*** Records shown ***

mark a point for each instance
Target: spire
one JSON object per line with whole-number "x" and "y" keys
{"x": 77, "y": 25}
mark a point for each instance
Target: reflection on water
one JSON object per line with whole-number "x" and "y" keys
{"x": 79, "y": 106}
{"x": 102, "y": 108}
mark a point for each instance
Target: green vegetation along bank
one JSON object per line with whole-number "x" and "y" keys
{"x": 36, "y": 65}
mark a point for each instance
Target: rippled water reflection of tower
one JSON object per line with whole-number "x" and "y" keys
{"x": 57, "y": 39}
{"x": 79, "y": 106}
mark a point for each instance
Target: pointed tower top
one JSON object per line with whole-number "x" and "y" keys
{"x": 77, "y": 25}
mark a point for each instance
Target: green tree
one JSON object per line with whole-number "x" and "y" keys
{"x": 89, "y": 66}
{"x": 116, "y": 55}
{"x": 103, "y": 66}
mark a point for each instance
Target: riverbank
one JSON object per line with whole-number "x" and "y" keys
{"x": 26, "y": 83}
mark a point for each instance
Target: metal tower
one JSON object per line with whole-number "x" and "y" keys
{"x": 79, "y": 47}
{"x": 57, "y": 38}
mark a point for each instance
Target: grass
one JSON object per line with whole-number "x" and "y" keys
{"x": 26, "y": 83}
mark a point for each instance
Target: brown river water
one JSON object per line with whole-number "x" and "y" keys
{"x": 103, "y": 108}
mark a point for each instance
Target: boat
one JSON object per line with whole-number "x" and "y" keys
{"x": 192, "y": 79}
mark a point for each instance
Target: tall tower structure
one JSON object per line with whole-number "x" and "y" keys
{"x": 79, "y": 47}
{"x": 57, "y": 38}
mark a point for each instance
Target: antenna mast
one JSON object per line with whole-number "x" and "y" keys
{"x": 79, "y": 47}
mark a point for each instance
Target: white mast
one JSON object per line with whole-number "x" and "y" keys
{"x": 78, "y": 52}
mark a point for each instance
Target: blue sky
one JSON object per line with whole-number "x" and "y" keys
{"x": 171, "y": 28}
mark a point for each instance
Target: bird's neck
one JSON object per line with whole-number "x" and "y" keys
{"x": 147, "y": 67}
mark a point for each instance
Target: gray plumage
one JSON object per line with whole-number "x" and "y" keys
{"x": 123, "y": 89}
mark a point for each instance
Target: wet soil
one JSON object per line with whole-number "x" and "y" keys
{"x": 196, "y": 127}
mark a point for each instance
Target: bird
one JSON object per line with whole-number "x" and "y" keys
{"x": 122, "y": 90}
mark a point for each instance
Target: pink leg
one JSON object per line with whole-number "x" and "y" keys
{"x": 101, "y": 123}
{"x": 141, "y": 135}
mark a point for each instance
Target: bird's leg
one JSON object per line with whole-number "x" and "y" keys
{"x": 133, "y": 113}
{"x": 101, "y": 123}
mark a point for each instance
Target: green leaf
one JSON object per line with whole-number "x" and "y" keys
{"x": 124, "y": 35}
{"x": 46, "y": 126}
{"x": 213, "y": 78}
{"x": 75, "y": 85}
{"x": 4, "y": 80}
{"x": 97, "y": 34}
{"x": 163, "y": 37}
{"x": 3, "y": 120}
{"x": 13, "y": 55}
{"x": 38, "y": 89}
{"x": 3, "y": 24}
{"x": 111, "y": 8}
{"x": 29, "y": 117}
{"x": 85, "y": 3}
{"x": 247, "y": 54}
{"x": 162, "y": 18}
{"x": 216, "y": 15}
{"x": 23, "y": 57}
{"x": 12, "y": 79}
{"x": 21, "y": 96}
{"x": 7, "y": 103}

***

- _Requirements_
Print all of the entries exactly as they are written.

- _Exercise output_
mark a point for each instance
Target: spire
one JSON object per line with whole-number "x" and "y" keys
{"x": 77, "y": 25}
mark a point for each instance
Target: reflection on water
one JSON object per line with whole-number "x" and "y" keys
{"x": 79, "y": 106}
{"x": 102, "y": 108}
mark a point for each instance
Target: green vegetation along bank
one JSON object per line with whole-number "x" and "y" keys
{"x": 36, "y": 65}
mark a point for each instance
Target: rippled water reflection of tower
one JSON object per line with whole-number "x" and "y" keys
{"x": 57, "y": 39}
{"x": 79, "y": 106}
mark a point for each instance
Target: pointed tower top
one JSON object per line with whole-number "x" and "y" keys
{"x": 77, "y": 25}
mark a point for each instance
Target: green tree
one JSON object per line with whole-number "x" and "y" keys
{"x": 89, "y": 66}
{"x": 116, "y": 55}
{"x": 103, "y": 66}
mark a point for each instance
Target: riverbank
one JSON object per line with whole-number "x" and "y" keys
{"x": 26, "y": 83}
mark a point for each instance
Target: metal tower
one JSON object per line with whole-number "x" and "y" keys
{"x": 79, "y": 47}
{"x": 57, "y": 38}
mark a point for each instance
Target: grass
one JSON object per line with whole-number "x" and "y" keys
{"x": 26, "y": 83}
mark a point for each instance
Target: brown river water
one JSON object per line with whole-number "x" and "y" keys
{"x": 103, "y": 108}
mark a point for each instance
Target: boat
one JSON object per line with whole-number "x" and "y" keys
{"x": 192, "y": 79}
mark a point for each instance
Target: tall tower structure
one JSON object per line with whole-number "x" and "y" keys
{"x": 79, "y": 47}
{"x": 57, "y": 38}
mark a point for each instance
Target: antenna mast
one JSON object per line with whole-number "x" and "y" keys
{"x": 79, "y": 47}
mark a point for each instance
Target: white mast
one JSON object per line with whole-number "x" and "y" keys
{"x": 78, "y": 52}
mark a point for each instance
Target: blue sky
one JSON object per line with whole-number "x" and "y" keys
{"x": 171, "y": 28}
mark a point for each instance
Target: bird's neck
one JSON object per line with whole-number "x" and "y" keys
{"x": 147, "y": 67}
mark a point for each instance
Target: gray plumage
one JSON object per line with whole-number "x" and "y" keys
{"x": 123, "y": 89}
mark a point for each instance
Target: wet soil
one JSON object per line with whole-number "x" and "y" keys
{"x": 196, "y": 127}
mark a point for each instance
Target: bird
one JSON object per line with whole-number "x" and "y" keys
{"x": 122, "y": 90}
mark a point for each instance
Target: pink leg
one JSON object per line with whole-number "x" and "y" keys
{"x": 101, "y": 123}
{"x": 141, "y": 135}
mark a point for each instance
Target: bird's leg
one JSON object per line with whole-number "x" and "y" keys
{"x": 133, "y": 113}
{"x": 101, "y": 123}
mark a point for each instance
Target: green leaf
one JSON object per line with whole-number "x" and "y" keys
{"x": 124, "y": 35}
{"x": 46, "y": 126}
{"x": 213, "y": 78}
{"x": 75, "y": 85}
{"x": 4, "y": 80}
{"x": 97, "y": 34}
{"x": 163, "y": 37}
{"x": 3, "y": 120}
{"x": 13, "y": 55}
{"x": 38, "y": 89}
{"x": 3, "y": 24}
{"x": 111, "y": 8}
{"x": 29, "y": 117}
{"x": 85, "y": 3}
{"x": 247, "y": 54}
{"x": 162, "y": 18}
{"x": 216, "y": 15}
{"x": 23, "y": 57}
{"x": 12, "y": 79}
{"x": 21, "y": 96}
{"x": 7, "y": 103}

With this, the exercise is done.